**The request**
Pick out each line in the rows below that contains the string "hill" and copy it. Match case exactly.

**Stored rows**
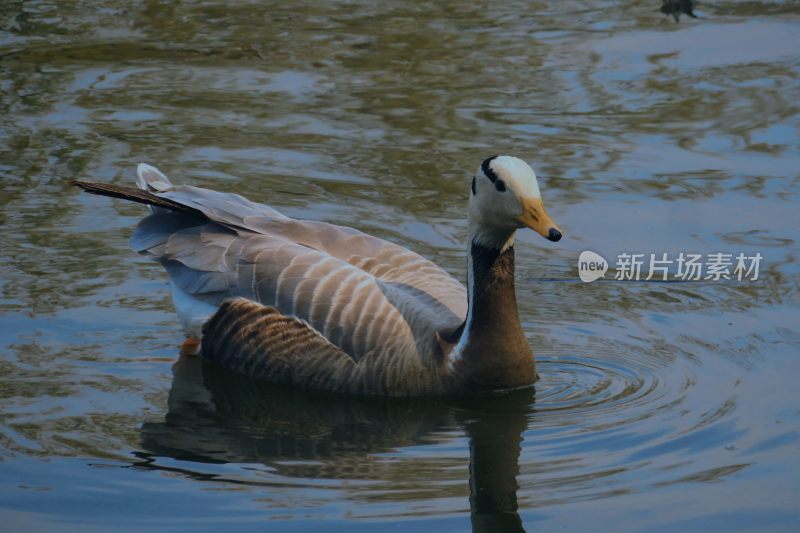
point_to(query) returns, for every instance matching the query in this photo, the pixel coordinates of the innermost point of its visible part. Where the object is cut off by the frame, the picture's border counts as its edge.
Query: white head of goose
(322, 306)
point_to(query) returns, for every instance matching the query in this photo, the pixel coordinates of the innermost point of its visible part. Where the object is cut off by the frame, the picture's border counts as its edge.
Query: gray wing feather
(362, 293)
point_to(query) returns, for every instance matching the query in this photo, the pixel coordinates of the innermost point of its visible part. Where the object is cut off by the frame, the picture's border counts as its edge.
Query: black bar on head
(487, 170)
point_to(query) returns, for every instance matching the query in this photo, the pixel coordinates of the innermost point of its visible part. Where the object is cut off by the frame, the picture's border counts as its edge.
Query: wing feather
(361, 292)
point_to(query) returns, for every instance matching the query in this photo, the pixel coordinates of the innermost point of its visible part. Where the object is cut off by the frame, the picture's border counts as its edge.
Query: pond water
(662, 406)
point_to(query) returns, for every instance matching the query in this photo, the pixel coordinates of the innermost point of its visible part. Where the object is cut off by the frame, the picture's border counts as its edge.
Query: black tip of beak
(554, 235)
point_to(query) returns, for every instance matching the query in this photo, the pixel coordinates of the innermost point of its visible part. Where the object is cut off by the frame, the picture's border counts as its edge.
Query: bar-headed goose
(323, 306)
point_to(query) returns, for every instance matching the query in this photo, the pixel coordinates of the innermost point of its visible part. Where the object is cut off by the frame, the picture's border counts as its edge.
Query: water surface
(665, 406)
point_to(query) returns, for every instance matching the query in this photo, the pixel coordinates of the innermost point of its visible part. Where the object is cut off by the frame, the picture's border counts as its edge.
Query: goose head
(505, 197)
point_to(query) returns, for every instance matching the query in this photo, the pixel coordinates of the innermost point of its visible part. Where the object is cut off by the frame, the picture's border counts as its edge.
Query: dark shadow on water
(216, 416)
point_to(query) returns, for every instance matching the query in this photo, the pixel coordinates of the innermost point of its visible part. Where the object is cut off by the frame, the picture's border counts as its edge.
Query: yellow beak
(535, 217)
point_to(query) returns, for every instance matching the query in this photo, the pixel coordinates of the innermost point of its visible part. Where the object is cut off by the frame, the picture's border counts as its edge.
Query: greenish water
(662, 406)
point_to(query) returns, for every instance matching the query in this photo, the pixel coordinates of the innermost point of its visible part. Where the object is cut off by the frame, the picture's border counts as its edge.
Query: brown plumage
(327, 307)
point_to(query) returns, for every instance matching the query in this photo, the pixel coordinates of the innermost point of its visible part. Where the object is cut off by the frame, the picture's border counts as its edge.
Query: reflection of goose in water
(216, 416)
(678, 7)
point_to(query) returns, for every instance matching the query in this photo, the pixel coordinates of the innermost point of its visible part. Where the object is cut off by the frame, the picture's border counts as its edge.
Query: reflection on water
(661, 406)
(215, 416)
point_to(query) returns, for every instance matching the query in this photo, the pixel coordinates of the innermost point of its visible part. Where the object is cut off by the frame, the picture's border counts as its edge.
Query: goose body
(329, 307)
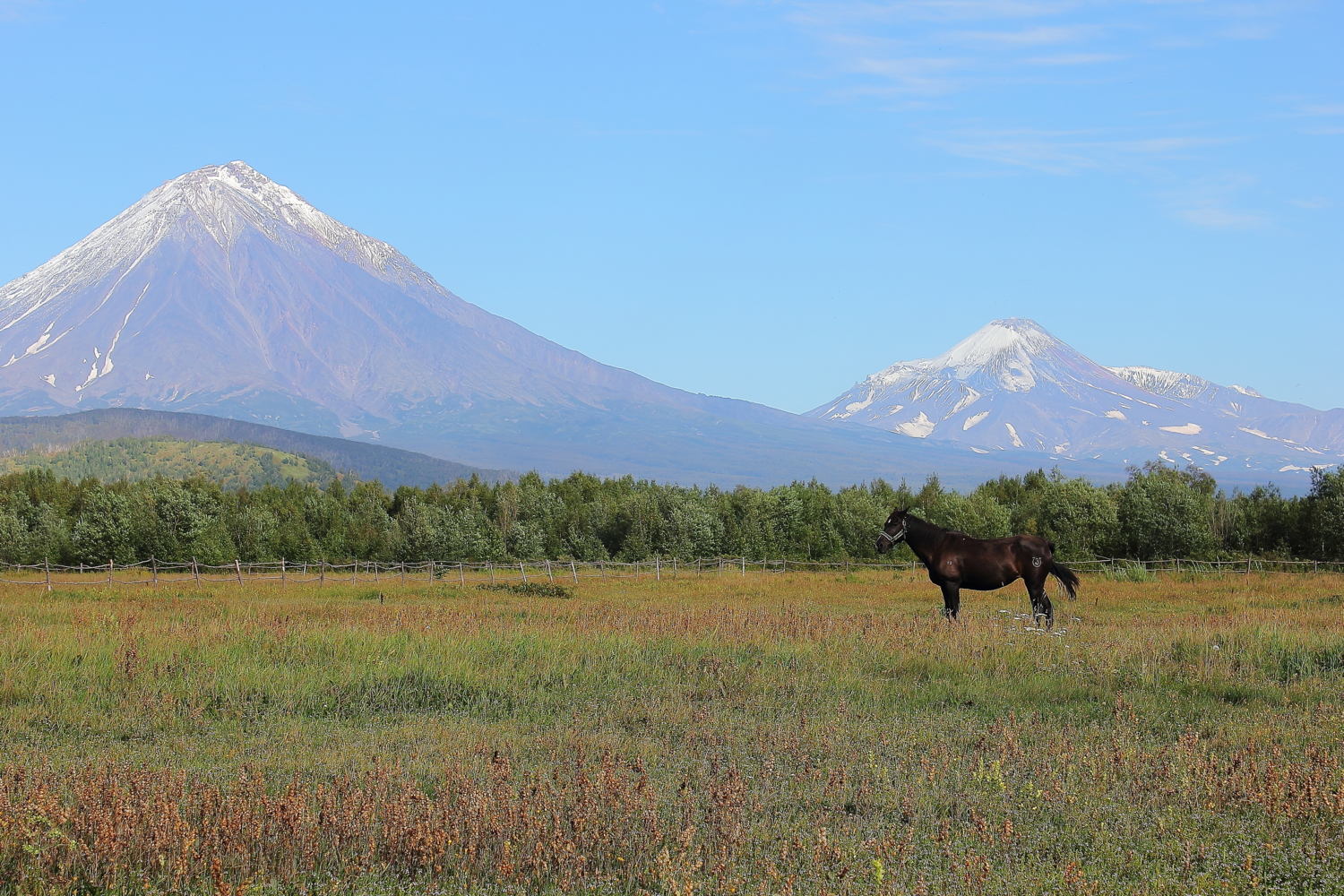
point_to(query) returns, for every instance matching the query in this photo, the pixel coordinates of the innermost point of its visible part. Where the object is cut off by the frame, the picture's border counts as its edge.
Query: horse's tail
(1066, 576)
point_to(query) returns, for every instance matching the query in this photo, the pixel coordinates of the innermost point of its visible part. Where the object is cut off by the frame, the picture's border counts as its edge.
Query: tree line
(1158, 512)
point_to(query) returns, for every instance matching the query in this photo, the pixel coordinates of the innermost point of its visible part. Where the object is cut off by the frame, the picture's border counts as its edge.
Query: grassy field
(761, 734)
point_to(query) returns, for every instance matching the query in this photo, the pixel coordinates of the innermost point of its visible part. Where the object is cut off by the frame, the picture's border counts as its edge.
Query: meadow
(722, 734)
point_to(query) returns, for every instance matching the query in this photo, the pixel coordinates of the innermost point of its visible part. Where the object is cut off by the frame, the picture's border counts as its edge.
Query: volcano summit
(225, 293)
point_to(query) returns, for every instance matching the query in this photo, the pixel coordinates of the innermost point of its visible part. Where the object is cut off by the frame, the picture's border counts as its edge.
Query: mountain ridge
(1011, 386)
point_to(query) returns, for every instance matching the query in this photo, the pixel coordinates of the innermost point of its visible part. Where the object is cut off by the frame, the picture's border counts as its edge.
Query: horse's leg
(1040, 605)
(951, 600)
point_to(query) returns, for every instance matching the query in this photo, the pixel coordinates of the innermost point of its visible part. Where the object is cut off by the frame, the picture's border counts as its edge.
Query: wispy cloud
(13, 10)
(1210, 203)
(1069, 152)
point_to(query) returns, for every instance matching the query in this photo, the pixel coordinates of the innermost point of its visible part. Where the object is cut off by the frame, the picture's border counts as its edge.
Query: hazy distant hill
(392, 466)
(228, 463)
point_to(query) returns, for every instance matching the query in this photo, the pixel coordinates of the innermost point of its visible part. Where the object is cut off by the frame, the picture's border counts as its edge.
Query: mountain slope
(392, 466)
(1012, 387)
(222, 292)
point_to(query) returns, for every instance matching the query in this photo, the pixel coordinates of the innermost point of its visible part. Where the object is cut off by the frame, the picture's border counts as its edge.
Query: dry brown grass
(728, 734)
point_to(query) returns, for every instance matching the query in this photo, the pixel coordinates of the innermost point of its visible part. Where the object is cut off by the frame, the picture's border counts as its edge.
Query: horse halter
(895, 538)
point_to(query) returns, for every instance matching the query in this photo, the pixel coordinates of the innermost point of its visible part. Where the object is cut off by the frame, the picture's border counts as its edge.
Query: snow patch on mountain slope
(217, 201)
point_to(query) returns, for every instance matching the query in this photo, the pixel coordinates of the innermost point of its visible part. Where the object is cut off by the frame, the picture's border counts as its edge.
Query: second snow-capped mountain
(1013, 387)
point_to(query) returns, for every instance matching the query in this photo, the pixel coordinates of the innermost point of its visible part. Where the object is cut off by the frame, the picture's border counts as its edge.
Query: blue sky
(766, 201)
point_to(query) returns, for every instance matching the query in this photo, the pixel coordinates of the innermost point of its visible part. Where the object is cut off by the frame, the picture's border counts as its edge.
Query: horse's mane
(922, 527)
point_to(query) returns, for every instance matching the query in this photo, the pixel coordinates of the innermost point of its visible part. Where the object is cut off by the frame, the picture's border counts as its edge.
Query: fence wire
(156, 573)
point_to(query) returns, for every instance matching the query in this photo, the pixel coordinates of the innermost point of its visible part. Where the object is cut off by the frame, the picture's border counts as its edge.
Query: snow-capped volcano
(225, 292)
(1013, 387)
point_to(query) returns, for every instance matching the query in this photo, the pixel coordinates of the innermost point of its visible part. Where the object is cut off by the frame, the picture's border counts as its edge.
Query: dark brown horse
(957, 562)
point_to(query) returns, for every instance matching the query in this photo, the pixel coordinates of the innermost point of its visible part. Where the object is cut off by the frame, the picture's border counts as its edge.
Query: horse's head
(894, 530)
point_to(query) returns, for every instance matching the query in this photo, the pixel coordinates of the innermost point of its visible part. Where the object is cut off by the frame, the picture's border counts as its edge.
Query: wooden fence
(158, 573)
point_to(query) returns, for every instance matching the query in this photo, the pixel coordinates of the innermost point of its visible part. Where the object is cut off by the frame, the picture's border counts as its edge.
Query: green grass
(797, 734)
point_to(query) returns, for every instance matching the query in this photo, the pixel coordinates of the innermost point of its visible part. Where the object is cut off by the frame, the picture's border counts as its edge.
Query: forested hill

**The answer**
Query: hazy distant hill
Query: forested hill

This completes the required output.